--- start Excerpted passage ---

VeloDB Cloud
SQL Reference
SQL Functions
Aggregate Functions
PERCENTILE_APPROX_WEIGHTED

PERCENTILE_APPROX_WEIGHTED

Description

The PERCENTILE_APPROX_WEIGHTED function calculates weighted approximate percentiles, primarily used in scenarios where value importance needs to be considered. It is a weighted version of PERCENTILE_APPROX, allowing a weight to be specified for each value.

Key features:

  1. Weight Support: Each value can be assigned a corresponding weight, affecting the final percentile calculation
  2. Memory Efficiency: Uses fixed-size memory, maintaining low memory consumption even when processing low-cardinality columns (large data volumes but the number of different elements is small)
  3. Adjustable Precision: Balance between precision and performance through the compression parameter

Syntax

PERCENTILE_APPROX_WEIGHTED(<col>, <weight>, <p> [, <compression>])

Parameters

ParameterDescription
<col>The column to calculate the percentile for
<weight>Weight column, must be positive numbers
<p>Percentile value, range [0.0, 1.0], e.g., 0.99 represents the 99th percentile
<compression>Optional parameter, compression ratio, range [2048, 10000]. The higher the value, the higher the precision, but the greater the memory consumption. If not specified or outside the range, use 10000.

Return Value

Return a DOUBLE type value, representing the calculated weighted approximate percentile.

Examples

-- Create sample table
CREATE TABLE weighted_scores (
    student_id INT,
    score DECIMAL(10, 2),
    weight INT
) DUPLICATE KEY(student_id)
DISTRIBUTED BY HASH(student_id) BUCKETS AUTO
PROPERTIES (
    "replication_allocation" = "tag.location.default: 1"
);
 
-- Insert example data
INSERT INTO weighted_scores VALUES
(1, 85.5, 1),   -- Normal homework score, weight 1
(2, 90.0, 2),   -- Important homework score, weight 2
(3, 75.5, 1),
(4, 95.5, 3),   -- Very important homework, weight 3
(5, 88.0, 2),
(6, 92.5, 2),
(7, 78.0, 1),
(8, 89.5, 2),
(9, 94.0, 3),
(10, 83.5, 1);
 
-- Calculate weighted scores distribution
SELECT 
    -- Calculate 90th percentile for different compression ratios
    percentile_approx_weighted(score, weight, 0.9) as p90_default,          -- Default compression ratio
    percentile_approx_weighted(score, weight, 0.9, 2048) as p90_fast,       -- Lower compression ratio, faster
    percentile_approx_weighted(score, weight, 0.9, 10000) as p90_accurate   -- Higher compression ratio, more accurate
FROM weighted_scores;
+------------------+------------------+------------------+
| p90_default      | p90_fast         | p90_accurate     |
+------------------+------------------+------------------+
| 95.3499984741211 | 95.3499984741211 | 95.3499984741211 |
+------------------+------------------+------------------+

--- end Excerpted passage ---

Answer these questions using the function reference:
1. What data type does PERCENTILE_APPROX_WEIGHTED return?
2. What condition must values in the weight column meet?
3. What range is allowed for the compression parameter?
The entries are separate material and are not part of the function reference.

--- start Data section ---

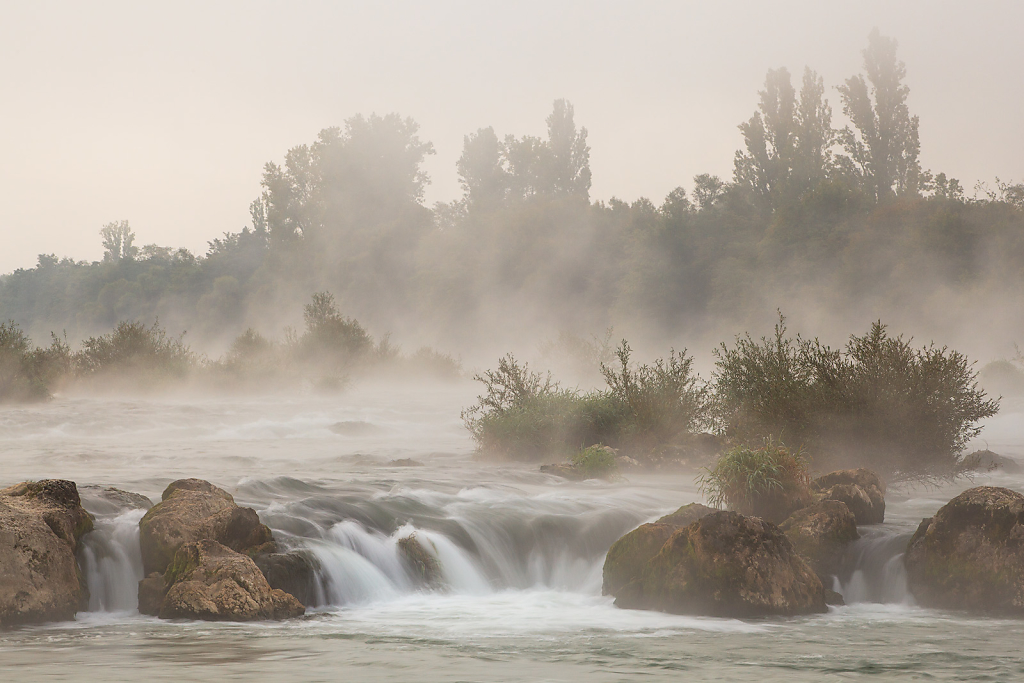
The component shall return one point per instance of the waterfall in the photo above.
(873, 568)
(112, 562)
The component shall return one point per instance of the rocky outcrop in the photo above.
(862, 491)
(193, 510)
(41, 523)
(628, 556)
(820, 534)
(294, 572)
(422, 565)
(726, 564)
(209, 581)
(971, 554)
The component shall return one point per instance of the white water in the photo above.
(520, 553)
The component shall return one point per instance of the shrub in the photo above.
(132, 349)
(663, 400)
(595, 462)
(878, 402)
(769, 481)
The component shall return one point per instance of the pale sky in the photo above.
(164, 115)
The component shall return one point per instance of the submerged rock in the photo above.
(41, 523)
(294, 572)
(971, 554)
(194, 510)
(422, 565)
(629, 555)
(862, 491)
(209, 581)
(820, 534)
(726, 564)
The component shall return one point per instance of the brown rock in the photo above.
(193, 510)
(726, 564)
(41, 523)
(209, 581)
(820, 534)
(862, 491)
(971, 554)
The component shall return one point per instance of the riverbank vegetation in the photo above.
(878, 402)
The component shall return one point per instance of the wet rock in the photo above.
(686, 515)
(986, 461)
(209, 581)
(108, 500)
(151, 594)
(820, 534)
(862, 491)
(727, 564)
(629, 555)
(422, 565)
(41, 523)
(194, 510)
(294, 572)
(971, 554)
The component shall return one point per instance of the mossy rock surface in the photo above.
(971, 554)
(861, 489)
(820, 534)
(41, 525)
(193, 510)
(209, 581)
(727, 564)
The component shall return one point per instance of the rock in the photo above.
(193, 510)
(627, 557)
(294, 572)
(108, 500)
(686, 515)
(151, 594)
(422, 565)
(209, 581)
(862, 491)
(41, 523)
(727, 564)
(986, 461)
(820, 534)
(971, 554)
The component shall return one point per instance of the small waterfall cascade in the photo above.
(112, 562)
(873, 568)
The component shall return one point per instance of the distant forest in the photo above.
(844, 218)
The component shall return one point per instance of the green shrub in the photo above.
(879, 402)
(769, 481)
(133, 350)
(595, 462)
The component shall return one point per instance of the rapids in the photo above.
(520, 552)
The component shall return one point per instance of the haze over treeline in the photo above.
(828, 215)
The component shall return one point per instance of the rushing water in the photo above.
(520, 553)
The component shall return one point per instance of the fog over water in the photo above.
(522, 552)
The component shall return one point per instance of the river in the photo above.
(521, 553)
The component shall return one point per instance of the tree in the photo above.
(885, 147)
(118, 242)
(786, 141)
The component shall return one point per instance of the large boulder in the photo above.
(862, 491)
(627, 557)
(726, 564)
(971, 554)
(820, 534)
(194, 510)
(209, 581)
(41, 523)
(294, 572)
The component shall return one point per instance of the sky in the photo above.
(163, 115)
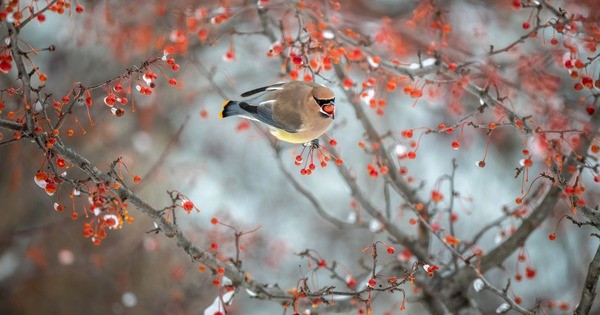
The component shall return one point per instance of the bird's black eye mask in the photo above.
(326, 107)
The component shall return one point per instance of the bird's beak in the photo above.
(329, 109)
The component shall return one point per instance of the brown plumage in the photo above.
(295, 112)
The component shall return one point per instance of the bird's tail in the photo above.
(230, 108)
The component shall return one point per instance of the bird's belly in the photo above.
(301, 136)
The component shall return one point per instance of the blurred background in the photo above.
(175, 141)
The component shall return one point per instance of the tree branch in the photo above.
(589, 290)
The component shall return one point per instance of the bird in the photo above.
(295, 112)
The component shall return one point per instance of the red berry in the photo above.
(590, 110)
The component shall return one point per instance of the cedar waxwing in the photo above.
(296, 112)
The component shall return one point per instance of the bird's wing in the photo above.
(273, 87)
(264, 113)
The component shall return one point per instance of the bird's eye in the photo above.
(328, 109)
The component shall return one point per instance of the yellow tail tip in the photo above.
(223, 108)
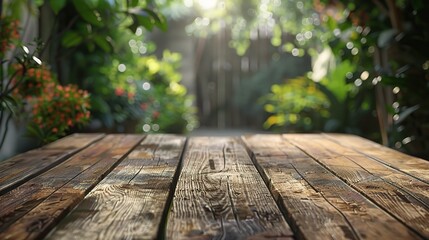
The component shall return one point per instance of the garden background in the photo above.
(176, 66)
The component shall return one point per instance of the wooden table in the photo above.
(293, 186)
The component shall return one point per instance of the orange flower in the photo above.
(119, 91)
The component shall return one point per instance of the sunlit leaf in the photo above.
(71, 39)
(103, 43)
(87, 13)
(57, 5)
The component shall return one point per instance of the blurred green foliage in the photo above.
(104, 49)
(383, 43)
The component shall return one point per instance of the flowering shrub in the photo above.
(35, 82)
(58, 109)
(54, 108)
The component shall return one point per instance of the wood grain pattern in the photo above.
(415, 167)
(33, 208)
(22, 167)
(398, 202)
(220, 195)
(319, 204)
(129, 202)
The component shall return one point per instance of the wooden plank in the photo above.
(398, 202)
(33, 208)
(129, 202)
(22, 167)
(416, 167)
(220, 194)
(332, 209)
(414, 186)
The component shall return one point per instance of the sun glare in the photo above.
(207, 4)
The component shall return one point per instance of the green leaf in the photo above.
(336, 83)
(132, 3)
(71, 39)
(38, 3)
(159, 19)
(57, 5)
(87, 13)
(103, 43)
(407, 112)
(147, 18)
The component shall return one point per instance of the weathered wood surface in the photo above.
(220, 195)
(361, 173)
(413, 166)
(24, 166)
(34, 207)
(319, 204)
(153, 187)
(128, 203)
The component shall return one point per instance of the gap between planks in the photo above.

--- end Data section ---

Exercise answer:
1. DOUBLE
2. They must be positive numbers.
3. 2048 to 10000